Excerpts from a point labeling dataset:

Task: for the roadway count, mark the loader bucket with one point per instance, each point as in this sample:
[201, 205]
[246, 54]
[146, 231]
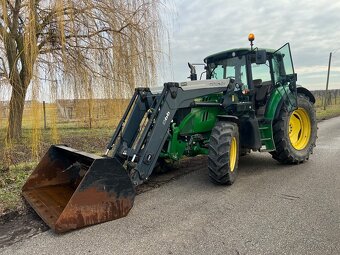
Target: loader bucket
[70, 189]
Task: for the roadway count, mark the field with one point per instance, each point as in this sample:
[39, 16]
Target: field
[77, 125]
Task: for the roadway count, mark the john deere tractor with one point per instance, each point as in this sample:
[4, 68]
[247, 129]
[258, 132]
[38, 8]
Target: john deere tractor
[249, 101]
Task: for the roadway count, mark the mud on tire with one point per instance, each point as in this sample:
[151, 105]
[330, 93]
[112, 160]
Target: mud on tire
[223, 148]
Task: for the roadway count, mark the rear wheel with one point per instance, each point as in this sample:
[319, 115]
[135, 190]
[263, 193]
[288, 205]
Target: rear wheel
[223, 153]
[295, 133]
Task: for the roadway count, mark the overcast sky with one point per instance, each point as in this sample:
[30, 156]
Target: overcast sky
[312, 27]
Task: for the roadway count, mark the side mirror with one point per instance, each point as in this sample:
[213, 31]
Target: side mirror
[261, 57]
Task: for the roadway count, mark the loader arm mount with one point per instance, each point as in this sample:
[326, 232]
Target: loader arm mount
[145, 125]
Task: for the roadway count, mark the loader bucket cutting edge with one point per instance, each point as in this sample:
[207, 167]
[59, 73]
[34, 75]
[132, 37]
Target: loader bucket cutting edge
[70, 189]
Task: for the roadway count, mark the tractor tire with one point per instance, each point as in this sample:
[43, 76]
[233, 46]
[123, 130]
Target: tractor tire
[295, 133]
[223, 153]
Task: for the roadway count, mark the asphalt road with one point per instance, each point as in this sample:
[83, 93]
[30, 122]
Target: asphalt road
[271, 209]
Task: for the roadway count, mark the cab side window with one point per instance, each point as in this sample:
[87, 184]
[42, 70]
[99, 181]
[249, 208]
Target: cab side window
[261, 72]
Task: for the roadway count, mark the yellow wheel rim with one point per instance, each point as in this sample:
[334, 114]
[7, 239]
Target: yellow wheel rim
[233, 154]
[299, 129]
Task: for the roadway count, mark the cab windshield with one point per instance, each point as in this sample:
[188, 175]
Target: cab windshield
[234, 68]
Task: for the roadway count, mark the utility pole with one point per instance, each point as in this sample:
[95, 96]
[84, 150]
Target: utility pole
[326, 92]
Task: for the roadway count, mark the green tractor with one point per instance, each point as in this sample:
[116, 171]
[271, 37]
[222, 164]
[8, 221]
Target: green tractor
[248, 101]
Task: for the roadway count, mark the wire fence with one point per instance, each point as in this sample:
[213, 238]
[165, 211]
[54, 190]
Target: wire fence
[96, 113]
[76, 113]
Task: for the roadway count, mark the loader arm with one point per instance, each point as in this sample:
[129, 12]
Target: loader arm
[140, 145]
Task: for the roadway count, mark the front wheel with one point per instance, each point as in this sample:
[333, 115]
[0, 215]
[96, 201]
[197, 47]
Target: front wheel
[295, 133]
[223, 153]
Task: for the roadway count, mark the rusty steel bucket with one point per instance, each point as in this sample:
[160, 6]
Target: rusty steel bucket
[71, 189]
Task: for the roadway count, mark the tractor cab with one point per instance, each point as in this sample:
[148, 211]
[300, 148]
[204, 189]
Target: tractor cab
[255, 73]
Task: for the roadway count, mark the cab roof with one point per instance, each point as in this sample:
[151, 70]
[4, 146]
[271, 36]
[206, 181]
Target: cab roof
[228, 54]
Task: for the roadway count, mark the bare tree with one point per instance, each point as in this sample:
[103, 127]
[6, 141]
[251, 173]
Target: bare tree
[117, 40]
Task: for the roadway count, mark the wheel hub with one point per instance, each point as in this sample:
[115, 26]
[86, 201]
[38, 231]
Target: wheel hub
[299, 129]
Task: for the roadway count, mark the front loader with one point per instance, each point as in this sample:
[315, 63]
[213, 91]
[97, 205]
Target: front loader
[249, 101]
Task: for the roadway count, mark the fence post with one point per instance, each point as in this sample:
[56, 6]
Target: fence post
[329, 67]
[44, 108]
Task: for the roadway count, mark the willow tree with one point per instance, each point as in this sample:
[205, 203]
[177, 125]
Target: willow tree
[116, 40]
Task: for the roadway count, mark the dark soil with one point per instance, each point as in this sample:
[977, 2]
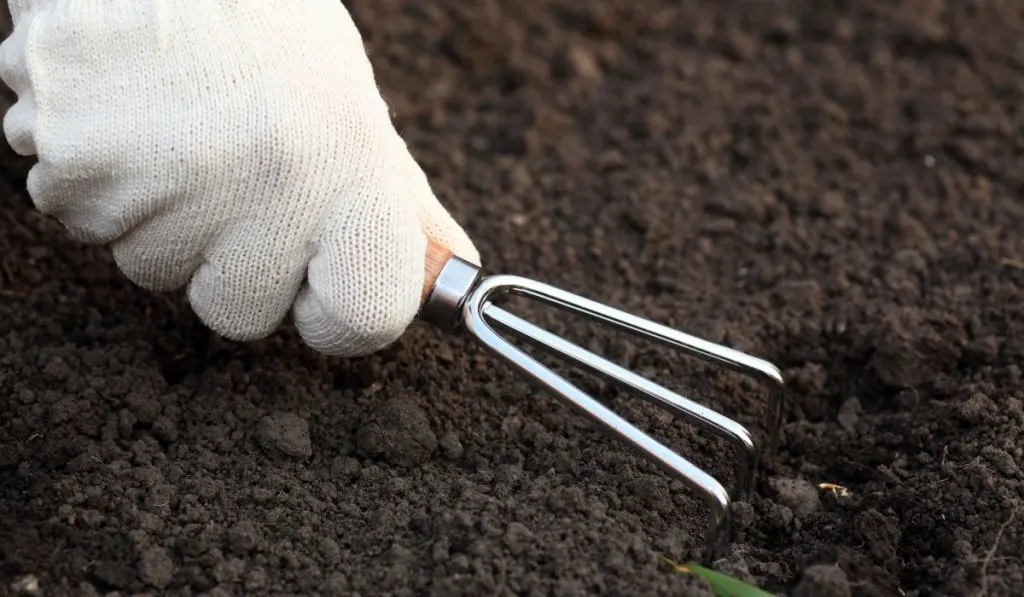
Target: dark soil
[833, 185]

→ Set problem
Copy all of the data above line for line, omitting the pictures.

→ Task answer
Task: for the roadway count, mark the loader bucket with one point per instance, each point as in this sample:
[201, 205]
[246, 54]
[146, 231]
Target: loader bucket
[70, 189]
Task: for the roadway count, mark the field with one point per instance, each point as in this sample:
[39, 16]
Target: field
[77, 125]
Task: for the roadway count, mark the john deere tractor with one point per instance, each point as in this sample:
[4, 68]
[247, 129]
[258, 132]
[38, 8]
Target: john deere tractor
[249, 101]
Task: for the roadway count, mark the mud on tire with one point per instance, each point as in this sample:
[151, 105]
[330, 93]
[112, 160]
Target: mud on tire
[223, 148]
Task: for the roadway count, mark the rear wheel with one point per instance, each point as in this sample:
[319, 115]
[135, 190]
[263, 193]
[288, 205]
Target: rear wheel
[223, 153]
[295, 133]
Task: for the roadway count, mark the overcast sky with one point per instance, each point as in this sample:
[30, 156]
Target: overcast sky
[312, 27]
Task: for the roadway count, mark the side mirror with one point per instance, each point as in this sample:
[213, 31]
Target: side mirror
[261, 57]
Task: for the roadway count, mark the loader arm mount with one point per instance, each point as in this sample:
[326, 232]
Target: loader arm mount
[145, 125]
Task: for the roadway count, mark the loader bucket cutting edge with one point per instance, each point as in this sample:
[207, 167]
[59, 73]
[34, 75]
[132, 37]
Target: loader bucket cutting edge
[70, 189]
Task: for the roadway count, mark the tractor tire with one point per instance, each point as in this sample:
[43, 76]
[233, 46]
[123, 130]
Target: tractor tire
[295, 133]
[223, 153]
Task: for the roadway count, mark the asphalt road with one point per instance, each point as in this sample:
[83, 93]
[30, 122]
Target: asphalt road
[271, 209]
Task: for the roadway count, mark the cab side window with one point per instance, each point as in this sample:
[87, 184]
[42, 70]
[99, 181]
[249, 208]
Target: cab side window
[261, 72]
Task: for the roadway count, mark the yellow wheel rim with one point per instance, each point as in this sample:
[334, 114]
[7, 239]
Target: yellow wheel rim
[233, 154]
[299, 129]
Task: for the roadway count, mark the cab windshield with one point per instance, each point as in this sample:
[188, 175]
Target: cab windshield
[234, 68]
Task: for the roadway count, mark the utility pole with one point per instance, each point as in this sample:
[95, 96]
[84, 150]
Target: utility pole
[326, 92]
Task: for the roadway count, mark the green tractor with one point per instance, each point as in this sample:
[116, 171]
[271, 37]
[222, 164]
[8, 221]
Target: green tractor
[248, 101]
Task: for the roadway count, mark the wire fence with one point per instance, each point as in this sample:
[213, 238]
[165, 211]
[54, 190]
Target: wire fence
[96, 113]
[76, 113]
Task: for the roadway count, mark the loader arm with one point per instance, each point as in this sample:
[129, 12]
Target: loader arm
[140, 145]
Task: for the roadway count, mark the front wheel with one point per instance, each point as in this sample:
[333, 115]
[0, 215]
[96, 201]
[197, 47]
Target: front wheel
[295, 133]
[223, 153]
Task: for the roadway count, mark the rusty steel bucket with one point per instance, each point as in this sample:
[160, 6]
Target: rusty steel bucket
[71, 189]
Task: for the roadway count, mark the tractor cab with one point per instance, each point as in this sample:
[148, 211]
[300, 148]
[204, 189]
Target: tractor cab
[255, 73]
Task: for the roadway count, mark the cab roof with one point per instance, each point as in this sample:
[151, 70]
[4, 146]
[271, 36]
[206, 181]
Target: cab roof
[228, 54]
Task: for the roadway count, mark the bare tree with one point per instance, each point as in this sample:
[103, 127]
[6, 141]
[251, 173]
Target: bare tree
[117, 40]
Task: for the roadway count, mark the wheel hub with one point per instance, each point as in this sample:
[115, 26]
[86, 201]
[38, 231]
Target: wheel hub
[299, 129]
Task: for the roadway count, mark the front loader with one point per instance, each point as in this sample:
[315, 63]
[213, 91]
[97, 205]
Target: front loader
[249, 101]
Task: for the roadway count, mark the fence post with one point per instance, each point as in this sample:
[56, 6]
Target: fence post
[329, 67]
[44, 108]
Task: for the roadway count, mark the willow tree with one point per instance, each point as in this sample:
[205, 203]
[177, 125]
Target: willow tree
[116, 40]
Task: for the roadway count, mark the dark soil with one point per instance, each point as in this sample:
[977, 2]
Target: dark soil
[833, 185]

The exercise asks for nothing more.